-- BEGIN Text provided --

The Clinton County Courthouse is a historic courthouse located at 50 North Jackson Street in Frankfort, Clinton County, Indiana, United States. The Clinton County Courthouse dates from 1882–1884. It was designed by George W. Bunting, who also designed courthouses in Anderson (Madison County) and Franklin (Johnson County). The Clinton County Courthouse is a three-story, Second Empire style limestone building adorned with statuary and a 165-foot domed central tower with a clock. The courthouse cost $170,450 to build in 1882. The courthouse is still in use as the county courthouse.

A virtual duplicate of the Clinton Courthouse was built in Anderson, Indiana (razed) in red brick at the same time as the Clinton County Courthouse.

It was added to the National Register of Historic Places in 1978. It is located in the Frankfort Commercial Historic District.

-- END Text provided --

Written tasks:
a. According to the text on the Clinton County Courthouse, who designed the building?
b. Using the text on the Clinton County Courthouse, decide whether each statement agrees with it: (i) The courthouse was built of red brick. (ii) The courthouse was added to the National Register of Historic Places in 1978. (iii) The building no longer serves as the county courthouse.

-- BEGIN Available data --

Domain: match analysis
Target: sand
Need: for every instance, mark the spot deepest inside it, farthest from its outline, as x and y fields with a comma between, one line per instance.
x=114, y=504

-- END Available data --

Task-by-task results:
a. George W. Bunting

b.
(i) No: "Second Empire style limestone building"
(ii) Yes: "It was added to the National Register of Historic Places in 1978."
(iii) No: "The courthouse is still in use as the county courthouse."